**EXERCISE INPUTS:**
## START

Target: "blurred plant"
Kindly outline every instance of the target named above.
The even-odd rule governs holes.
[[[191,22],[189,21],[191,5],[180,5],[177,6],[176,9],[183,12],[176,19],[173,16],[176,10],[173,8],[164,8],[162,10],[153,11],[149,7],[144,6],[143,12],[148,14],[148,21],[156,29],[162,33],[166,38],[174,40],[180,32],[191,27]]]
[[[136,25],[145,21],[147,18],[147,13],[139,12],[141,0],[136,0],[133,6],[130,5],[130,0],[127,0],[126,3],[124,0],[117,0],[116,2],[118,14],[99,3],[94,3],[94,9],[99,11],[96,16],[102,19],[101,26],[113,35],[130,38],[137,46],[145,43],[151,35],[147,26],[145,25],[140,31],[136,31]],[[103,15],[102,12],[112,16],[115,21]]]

## END

**AIM:** Please show every line above that contains the word "Kindly", matching case exactly.

**RESPONSE TO THIS EXERCISE:**
Kindly outline every instance of the target named above.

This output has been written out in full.